(Named-object pointing records)

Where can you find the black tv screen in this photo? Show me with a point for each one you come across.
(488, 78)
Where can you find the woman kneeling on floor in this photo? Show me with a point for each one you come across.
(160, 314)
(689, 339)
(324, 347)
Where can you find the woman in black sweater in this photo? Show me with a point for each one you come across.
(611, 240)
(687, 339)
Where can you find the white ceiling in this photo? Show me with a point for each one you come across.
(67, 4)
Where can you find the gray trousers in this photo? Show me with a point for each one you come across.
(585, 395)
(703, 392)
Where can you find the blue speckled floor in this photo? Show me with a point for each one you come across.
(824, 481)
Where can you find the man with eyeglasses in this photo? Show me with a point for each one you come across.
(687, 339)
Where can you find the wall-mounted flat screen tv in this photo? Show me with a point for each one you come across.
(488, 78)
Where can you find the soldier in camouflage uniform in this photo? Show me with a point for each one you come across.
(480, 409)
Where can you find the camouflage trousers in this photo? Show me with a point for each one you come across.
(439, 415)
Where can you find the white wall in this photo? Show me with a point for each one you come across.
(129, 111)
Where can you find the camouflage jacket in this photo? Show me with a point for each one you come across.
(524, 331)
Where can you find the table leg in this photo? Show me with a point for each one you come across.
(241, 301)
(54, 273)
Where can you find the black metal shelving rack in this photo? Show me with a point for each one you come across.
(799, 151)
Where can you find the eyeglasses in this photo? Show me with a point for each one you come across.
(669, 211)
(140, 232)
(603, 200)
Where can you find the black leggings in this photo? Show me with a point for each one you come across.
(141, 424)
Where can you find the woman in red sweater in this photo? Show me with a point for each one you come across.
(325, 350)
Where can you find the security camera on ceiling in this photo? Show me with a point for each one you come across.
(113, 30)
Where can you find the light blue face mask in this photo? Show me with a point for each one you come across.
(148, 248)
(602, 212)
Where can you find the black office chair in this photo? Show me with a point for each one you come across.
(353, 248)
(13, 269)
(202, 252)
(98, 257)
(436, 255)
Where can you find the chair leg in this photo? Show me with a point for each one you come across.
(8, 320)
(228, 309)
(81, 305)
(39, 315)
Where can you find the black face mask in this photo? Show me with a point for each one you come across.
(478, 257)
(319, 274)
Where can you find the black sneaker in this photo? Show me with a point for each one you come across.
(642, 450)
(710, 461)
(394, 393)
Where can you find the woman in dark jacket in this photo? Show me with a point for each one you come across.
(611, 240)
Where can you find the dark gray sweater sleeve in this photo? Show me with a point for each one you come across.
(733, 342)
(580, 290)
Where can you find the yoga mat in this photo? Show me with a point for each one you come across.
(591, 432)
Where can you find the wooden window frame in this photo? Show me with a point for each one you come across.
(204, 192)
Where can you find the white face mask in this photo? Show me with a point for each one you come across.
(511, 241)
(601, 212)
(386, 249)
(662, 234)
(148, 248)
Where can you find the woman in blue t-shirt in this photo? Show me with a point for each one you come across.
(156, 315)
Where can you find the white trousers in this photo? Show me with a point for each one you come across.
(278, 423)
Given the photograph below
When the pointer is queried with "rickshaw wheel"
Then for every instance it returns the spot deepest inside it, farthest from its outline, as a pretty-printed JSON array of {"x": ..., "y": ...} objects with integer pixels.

• _Directive_:
Set out the complete listing exactly as shown.

• _Complete answer_:
Where can you find the black tv screen in this photo? Show me with a point for each one you come across.
(488, 78)
Where can you find the woman kneeling on floor in this photo? Show me with a point for each one you come across.
(160, 314)
(689, 339)
(324, 347)
Where can you find the woman in black sweater in this photo? Show me with a point for each one you come across.
(611, 240)
(687, 339)
Where can you find the white ceiling in this photo? Show me with a point for each one you come across.
(67, 4)
Where can you find the gray trousers in this photo? Show me with a point for each one you come across.
(585, 395)
(703, 392)
Where can you find the blue speckled floor in this photo? Show me with a point for each one you come across.
(824, 481)
Where can you find the man with eyeglasses in this photo? Show me with a point for each one you come across.
(687, 339)
Where can you find the wall-mounted flat screen tv in this photo? Show me with a point for each one you come across.
(488, 78)
Where can you find the soldier in camouflage uniform in this photo? Show me with a point for each one you come across.
(480, 409)
Where can you find the camouflage trousers in this photo? Show me with a point for each one you come across.
(439, 415)
Where can you find the white wall in this photo? Show me with a point for each one you come across.
(129, 111)
Where can you find the camouflage jacket in this photo? Show me with a point for each one you come across.
(524, 331)
Where can you find the table leg in this photo? Show me with a point for each one you come across.
(241, 301)
(54, 273)
Where can you find the black metal shelving rack in this photo? Show me with a point for each one you come across.
(799, 151)
Where can you find the eyeglasses in this photo? Show me with a point for each one you come across.
(669, 211)
(140, 232)
(603, 200)
Where can you find the black leggings in this photo? Show me with a point for each one you come across.
(141, 424)
Where can you find the woman in red sweater in this photo? Show me with a point for each one you come across.
(325, 350)
Where can you find the security camera on ceiling in this photo? Show me with a point for each one you come across.
(113, 30)
Where can you find the light blue face mask in this photo? Show me with a point for each one you come across.
(148, 248)
(602, 212)
Where can you find the black office chair in this photo? Show me with a point for each one you come across.
(353, 248)
(13, 269)
(202, 252)
(98, 257)
(436, 255)
Where can you find the chair leg in this photo? Show me with a point for each one you come across.
(8, 320)
(228, 309)
(81, 305)
(39, 315)
Where can you find the black face mask in this photo? Show me with a point for each one you come across.
(478, 257)
(319, 274)
Where can you find the black sneaker in this photo? Show me with a point for each one you come across.
(642, 450)
(710, 461)
(394, 393)
Where can you find the woman in dark jacket in this photo? Show me with a point for each one you come across.
(611, 240)
Where can you find the dark gray sweater sleeve in this photo? Show me with a point for each one you come across.
(733, 342)
(580, 290)
Where can you find the yoga mat in this photo? Show me with a point for each one you come across.
(591, 432)
Where can you find the wooden window frame in this photo? Show me with a point for each one you come across.
(204, 192)
Where can you find the white face mask in this photo? Show me with a point for each one you come across.
(511, 241)
(601, 212)
(386, 249)
(662, 234)
(148, 248)
Where can you find the woman in blue t-shirt in this photo? Show me with a point for each one you come across.
(156, 315)
Where can you find the white trousers in this photo? Show me with a point for each one you come across.
(278, 423)
Given the photograph below
When the pointer is queried with "rickshaw wheel"
Then for every instance it returns the spot deepest inside it, farthest from its outline, as a pretty-printed JSON array of {"x": ..., "y": ...} objects with integer pixels.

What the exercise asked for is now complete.